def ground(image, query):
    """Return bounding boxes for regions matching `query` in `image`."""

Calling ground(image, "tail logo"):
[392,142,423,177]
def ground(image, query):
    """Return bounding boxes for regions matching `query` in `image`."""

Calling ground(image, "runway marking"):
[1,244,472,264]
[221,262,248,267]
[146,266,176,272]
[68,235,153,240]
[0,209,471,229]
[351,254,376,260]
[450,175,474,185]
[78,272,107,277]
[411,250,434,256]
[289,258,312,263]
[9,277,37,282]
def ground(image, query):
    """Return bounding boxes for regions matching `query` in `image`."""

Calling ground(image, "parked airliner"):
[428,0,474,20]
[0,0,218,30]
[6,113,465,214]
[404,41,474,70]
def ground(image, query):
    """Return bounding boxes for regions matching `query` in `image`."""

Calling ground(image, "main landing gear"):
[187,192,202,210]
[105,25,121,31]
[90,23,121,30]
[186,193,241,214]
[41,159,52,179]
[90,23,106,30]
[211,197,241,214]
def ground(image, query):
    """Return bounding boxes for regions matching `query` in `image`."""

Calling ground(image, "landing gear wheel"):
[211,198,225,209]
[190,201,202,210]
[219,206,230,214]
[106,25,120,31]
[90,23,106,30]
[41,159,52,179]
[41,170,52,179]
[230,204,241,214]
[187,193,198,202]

☆ ☆ ☆ ☆ ☆ ☆ ☆

— Task objective —
All entries must come back exactly as they were written.

— Written answer —
def ground(image, query):
    """Return bounding boxes for regions matching `query` in `image`."""

Calling ground(image, "tail logo"):
[392,142,423,177]
def ground(image, query):
    """Return bounding boxes for regions matching `query` in `image`."""

Calling ground(image, "runway marking"):
[1,244,472,264]
[221,262,248,267]
[146,266,176,272]
[68,235,153,240]
[0,209,471,229]
[351,254,376,260]
[450,175,474,185]
[78,272,107,277]
[411,250,434,256]
[289,258,312,263]
[9,277,37,282]
def ground(image, query):
    """Return bounding boxes for regions matching `query` in `image`."""

Calling ground(image, "parked airliner"):
[428,0,474,20]
[0,0,218,30]
[6,113,465,214]
[404,41,474,70]
def ground(image, query):
    """Return bounding boxes for regions matching `query` in `image`."""

Calling ground(image, "main landing gear"):
[187,192,202,210]
[105,25,121,31]
[90,23,121,30]
[186,193,241,214]
[41,159,52,179]
[90,23,106,30]
[211,197,241,214]
def ground(image, query):
    """Return bounding boxes for regions matching `query` in `image`."""

Calling ground(image, "landing gear wheel"):
[211,198,225,209]
[190,201,202,210]
[219,206,230,214]
[106,25,120,31]
[90,23,106,30]
[41,159,52,179]
[41,170,52,179]
[230,204,241,214]
[187,193,198,202]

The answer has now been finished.